Source
■ ■ ■
Tuesday, March 9, 2010

Twinkle Little Star Refashion Frock GROSGRAIN GIVEAWAY!!!!


I know. I have no place to go. But this dress, it makes me dream up the possiblities. I could see myself dressing up, something I haven't done in such a long time! But I could see me doing it. Wearing this cute little number. Can you believe it was made out of a Salvation Army find? That's what you call talent!!! Run and enter this giveaway. This dress is way too beautiful and fun to not enter. :)

Estate Sale Blue Blouse GROSGRAIN GIVEAWAY!!!!


Can you say, "Oh so cute. And chic!" 2 of my 4 are beautiful princesses. Yes, full on princesses. They love dressing up. The oldest of the 2, she likes to wear my clothes around the house. So when I saw this little number, I about died! It's perfect!!! Something I would wear, if it came in my size. But something that could look oh so adorable on my little one. Go enter the giveaway!!! :)

The Pajama Squid THREE Prize GUEST GIVEAWAY!!!!

I'm a mommy of 4...all under 4. Ya, I know. A little crazy! But when I saw this giveaway, that included these blocks, I just knew I had to enter it! Yup, a giveaway at Grosgrain, not for just one amazing treat. But for 3!!! And they are from The Pajama Squid. Oh so cute!!! But these blocks, they're the ones that caught my eye. Remember, I've got 4 under 4. Anything educational, it's a total plus in my book. I hope I win!!! Between, if I had any sort of extra money, I would LOVE to dress my kids in some of the cute clothes at The Pajama Squid. :)

Monday, March 8, 2010

Magpie Lovely $50 Gift Card GUEST GIVEAWAY!!!!

Do you see this lovely bag? Doesn't it just scream Spring to you? Oh, it also happens to be my favorite color. It's from Magpie. And Grosgrain is hosting a giveaway for Magpie. Yay! You have the chance to win $50. There are so many wonderful things there. But this bag, it just caught my eye. :)

"New Baby" Monogrammed Wool Bonnet GROSGRAIN GIVEAWAY!!!!

I found a new blog. I was reading a friend's blog. And I clicked on a link, to find myself at Grosgrain. Kathleen has to be the most talented woman. I just wish I was that talented. But while I was browsing, I noticed that she has many, many giveaways. I thought I would enter a couple. Would you like the chance to win an adorable hat for you little princess? I know I would, so I entered this giveaway! :)
■ ■ ■
Stored data
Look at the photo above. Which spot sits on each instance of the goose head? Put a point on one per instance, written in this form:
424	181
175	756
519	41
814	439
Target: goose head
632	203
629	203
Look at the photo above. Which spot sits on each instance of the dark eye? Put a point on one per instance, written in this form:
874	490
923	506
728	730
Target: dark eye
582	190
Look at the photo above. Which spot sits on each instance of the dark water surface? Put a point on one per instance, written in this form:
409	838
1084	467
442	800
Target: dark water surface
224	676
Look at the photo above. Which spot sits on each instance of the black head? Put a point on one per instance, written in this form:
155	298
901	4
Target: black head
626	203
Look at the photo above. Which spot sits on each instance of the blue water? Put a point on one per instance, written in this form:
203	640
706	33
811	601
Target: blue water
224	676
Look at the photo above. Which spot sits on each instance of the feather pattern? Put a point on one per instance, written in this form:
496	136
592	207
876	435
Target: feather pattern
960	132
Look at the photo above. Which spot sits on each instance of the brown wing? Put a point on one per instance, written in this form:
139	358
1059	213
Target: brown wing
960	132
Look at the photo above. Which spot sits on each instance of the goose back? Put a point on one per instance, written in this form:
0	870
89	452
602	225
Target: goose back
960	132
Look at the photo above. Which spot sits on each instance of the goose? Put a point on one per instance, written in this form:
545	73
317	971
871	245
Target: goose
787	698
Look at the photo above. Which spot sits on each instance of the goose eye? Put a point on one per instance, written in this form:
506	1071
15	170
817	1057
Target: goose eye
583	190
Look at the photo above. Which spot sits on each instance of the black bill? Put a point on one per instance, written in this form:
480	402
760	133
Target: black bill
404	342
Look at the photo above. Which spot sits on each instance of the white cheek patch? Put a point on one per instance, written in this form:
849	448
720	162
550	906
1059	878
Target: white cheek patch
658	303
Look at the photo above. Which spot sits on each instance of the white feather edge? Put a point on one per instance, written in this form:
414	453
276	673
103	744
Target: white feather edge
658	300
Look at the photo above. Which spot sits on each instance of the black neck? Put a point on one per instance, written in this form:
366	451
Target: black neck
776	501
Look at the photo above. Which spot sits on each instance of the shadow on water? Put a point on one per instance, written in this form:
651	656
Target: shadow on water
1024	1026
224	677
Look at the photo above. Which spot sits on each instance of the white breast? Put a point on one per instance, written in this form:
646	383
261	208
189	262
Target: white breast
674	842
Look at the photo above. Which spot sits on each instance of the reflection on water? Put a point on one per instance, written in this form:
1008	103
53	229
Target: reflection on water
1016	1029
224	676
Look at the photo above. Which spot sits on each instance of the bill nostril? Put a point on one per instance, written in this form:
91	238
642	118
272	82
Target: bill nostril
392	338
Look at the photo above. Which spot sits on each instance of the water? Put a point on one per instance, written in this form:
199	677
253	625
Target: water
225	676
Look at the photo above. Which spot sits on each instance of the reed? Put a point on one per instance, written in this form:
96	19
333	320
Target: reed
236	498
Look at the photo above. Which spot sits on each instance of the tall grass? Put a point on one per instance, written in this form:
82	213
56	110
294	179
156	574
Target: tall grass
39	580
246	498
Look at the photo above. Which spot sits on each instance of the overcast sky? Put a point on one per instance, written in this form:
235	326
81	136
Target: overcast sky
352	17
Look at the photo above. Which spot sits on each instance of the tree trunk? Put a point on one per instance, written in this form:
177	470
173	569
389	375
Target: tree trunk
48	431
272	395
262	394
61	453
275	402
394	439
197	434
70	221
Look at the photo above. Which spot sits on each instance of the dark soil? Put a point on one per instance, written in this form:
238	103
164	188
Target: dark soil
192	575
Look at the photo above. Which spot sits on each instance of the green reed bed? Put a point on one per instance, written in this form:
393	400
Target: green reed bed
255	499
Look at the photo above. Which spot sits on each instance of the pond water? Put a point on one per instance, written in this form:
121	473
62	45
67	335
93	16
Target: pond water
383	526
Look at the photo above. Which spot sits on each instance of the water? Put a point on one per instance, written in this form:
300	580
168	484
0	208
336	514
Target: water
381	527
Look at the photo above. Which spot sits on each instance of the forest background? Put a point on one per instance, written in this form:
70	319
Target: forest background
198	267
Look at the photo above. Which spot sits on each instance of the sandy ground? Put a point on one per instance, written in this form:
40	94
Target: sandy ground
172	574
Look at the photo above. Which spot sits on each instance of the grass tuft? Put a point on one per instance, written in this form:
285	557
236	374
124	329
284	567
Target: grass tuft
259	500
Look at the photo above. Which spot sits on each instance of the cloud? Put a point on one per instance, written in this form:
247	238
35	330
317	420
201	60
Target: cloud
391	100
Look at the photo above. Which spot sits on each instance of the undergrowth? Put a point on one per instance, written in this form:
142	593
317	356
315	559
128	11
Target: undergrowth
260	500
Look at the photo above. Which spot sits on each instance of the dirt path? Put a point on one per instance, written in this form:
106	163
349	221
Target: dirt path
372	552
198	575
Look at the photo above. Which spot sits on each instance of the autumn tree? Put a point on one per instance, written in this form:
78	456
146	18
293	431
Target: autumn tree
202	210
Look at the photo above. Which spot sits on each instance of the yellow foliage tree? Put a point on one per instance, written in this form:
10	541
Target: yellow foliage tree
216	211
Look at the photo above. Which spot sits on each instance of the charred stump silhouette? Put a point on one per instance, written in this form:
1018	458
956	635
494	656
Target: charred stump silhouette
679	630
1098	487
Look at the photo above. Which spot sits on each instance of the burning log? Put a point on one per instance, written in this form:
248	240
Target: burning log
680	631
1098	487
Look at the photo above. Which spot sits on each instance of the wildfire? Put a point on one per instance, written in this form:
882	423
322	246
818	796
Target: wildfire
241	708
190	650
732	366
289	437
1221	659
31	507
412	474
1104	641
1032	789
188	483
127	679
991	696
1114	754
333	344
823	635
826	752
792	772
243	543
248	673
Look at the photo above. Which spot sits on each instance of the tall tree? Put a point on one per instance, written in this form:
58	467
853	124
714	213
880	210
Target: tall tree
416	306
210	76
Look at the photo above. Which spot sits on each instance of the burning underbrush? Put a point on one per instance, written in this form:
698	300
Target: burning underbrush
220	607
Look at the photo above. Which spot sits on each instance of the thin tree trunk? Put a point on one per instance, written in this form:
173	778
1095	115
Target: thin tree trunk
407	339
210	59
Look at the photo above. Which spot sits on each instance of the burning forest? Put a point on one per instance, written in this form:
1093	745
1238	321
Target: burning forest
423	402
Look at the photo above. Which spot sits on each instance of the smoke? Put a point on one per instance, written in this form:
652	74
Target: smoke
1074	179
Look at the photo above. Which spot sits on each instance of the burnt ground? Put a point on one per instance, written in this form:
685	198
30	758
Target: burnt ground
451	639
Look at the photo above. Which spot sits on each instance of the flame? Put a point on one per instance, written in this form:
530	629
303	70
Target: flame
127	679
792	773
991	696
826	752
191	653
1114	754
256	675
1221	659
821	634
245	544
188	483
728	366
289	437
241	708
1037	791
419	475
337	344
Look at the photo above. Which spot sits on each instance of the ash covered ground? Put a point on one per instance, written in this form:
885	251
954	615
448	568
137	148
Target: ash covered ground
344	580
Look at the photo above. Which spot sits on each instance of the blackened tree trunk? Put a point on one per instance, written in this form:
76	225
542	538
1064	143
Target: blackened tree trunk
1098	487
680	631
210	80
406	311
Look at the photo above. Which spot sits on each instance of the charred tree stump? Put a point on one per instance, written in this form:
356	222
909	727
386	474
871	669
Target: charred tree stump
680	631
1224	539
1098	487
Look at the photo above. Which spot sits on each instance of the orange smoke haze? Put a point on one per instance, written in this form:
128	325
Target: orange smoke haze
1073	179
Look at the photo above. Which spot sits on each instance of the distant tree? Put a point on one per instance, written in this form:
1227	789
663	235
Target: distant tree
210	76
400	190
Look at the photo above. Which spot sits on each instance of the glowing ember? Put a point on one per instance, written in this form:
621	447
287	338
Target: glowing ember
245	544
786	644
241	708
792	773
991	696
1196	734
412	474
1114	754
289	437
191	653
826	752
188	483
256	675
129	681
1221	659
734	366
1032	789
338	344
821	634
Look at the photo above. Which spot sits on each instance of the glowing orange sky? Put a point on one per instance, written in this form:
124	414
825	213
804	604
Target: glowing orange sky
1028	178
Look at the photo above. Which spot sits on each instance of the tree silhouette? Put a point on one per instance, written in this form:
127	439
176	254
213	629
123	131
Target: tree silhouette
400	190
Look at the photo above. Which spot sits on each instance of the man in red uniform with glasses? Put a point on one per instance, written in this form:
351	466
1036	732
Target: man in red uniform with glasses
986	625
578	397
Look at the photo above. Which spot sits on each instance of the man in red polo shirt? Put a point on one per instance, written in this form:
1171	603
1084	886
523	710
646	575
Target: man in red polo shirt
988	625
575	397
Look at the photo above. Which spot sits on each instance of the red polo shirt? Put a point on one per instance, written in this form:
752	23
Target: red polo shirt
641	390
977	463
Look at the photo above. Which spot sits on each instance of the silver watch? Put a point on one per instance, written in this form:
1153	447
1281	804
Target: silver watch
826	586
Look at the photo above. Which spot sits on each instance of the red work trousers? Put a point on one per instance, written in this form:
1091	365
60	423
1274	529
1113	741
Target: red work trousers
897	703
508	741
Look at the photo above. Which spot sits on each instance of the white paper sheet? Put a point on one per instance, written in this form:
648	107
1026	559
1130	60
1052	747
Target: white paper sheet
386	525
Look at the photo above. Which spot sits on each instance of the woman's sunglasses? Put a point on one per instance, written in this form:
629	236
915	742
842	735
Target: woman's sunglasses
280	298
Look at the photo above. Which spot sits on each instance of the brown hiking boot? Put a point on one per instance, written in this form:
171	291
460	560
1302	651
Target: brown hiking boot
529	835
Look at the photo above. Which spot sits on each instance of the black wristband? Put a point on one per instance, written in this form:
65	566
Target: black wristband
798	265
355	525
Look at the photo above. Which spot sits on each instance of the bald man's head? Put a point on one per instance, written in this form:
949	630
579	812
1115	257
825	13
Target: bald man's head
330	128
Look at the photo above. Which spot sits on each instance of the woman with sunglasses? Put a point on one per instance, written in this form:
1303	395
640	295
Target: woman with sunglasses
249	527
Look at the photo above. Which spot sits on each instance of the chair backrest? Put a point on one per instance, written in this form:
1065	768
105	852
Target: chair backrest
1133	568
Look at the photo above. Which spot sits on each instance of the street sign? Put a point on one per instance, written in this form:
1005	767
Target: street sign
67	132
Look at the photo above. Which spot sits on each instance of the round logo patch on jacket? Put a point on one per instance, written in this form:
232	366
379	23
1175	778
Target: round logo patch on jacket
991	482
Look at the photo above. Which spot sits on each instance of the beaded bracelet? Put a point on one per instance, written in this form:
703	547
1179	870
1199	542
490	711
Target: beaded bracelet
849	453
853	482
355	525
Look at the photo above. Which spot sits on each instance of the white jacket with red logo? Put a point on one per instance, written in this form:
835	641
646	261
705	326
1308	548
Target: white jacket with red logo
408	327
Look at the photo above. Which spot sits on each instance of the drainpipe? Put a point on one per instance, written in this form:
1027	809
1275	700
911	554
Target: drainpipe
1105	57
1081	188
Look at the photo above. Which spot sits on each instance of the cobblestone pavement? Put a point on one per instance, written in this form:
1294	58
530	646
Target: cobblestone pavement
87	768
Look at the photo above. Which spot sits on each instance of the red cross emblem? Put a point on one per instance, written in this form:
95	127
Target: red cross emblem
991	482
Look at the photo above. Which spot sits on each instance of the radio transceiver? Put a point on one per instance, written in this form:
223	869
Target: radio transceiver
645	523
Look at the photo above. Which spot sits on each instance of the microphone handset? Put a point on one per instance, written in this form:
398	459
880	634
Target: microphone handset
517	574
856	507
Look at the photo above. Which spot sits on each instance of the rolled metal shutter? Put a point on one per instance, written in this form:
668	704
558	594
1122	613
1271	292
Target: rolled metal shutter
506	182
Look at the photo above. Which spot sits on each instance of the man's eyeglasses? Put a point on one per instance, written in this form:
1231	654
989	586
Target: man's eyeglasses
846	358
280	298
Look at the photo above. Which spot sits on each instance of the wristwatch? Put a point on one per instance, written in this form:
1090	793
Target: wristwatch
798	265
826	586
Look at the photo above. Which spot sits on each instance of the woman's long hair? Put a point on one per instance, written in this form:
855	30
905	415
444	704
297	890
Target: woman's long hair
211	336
■ ■ ■
Challenges
a – Answer these questions from the giveaway post, please, one line per answer:
(i) What was the Twinkle Little Star dress made out of?
(ii) How much can be won in the Magpie giveaway?
(iii) Which items from The Pajama Squid caught the writer's eye?
b – Pull out each line of the rows that contains the string "pattern".

Correct answers
a –
(i) A Salvation Army find
(ii) $50
(iii) The blocks

b –
Look at the photo above. Which spot sits on each instance of the feather pattern? Put a point on one per instance, written in this form:
Target: feather pattern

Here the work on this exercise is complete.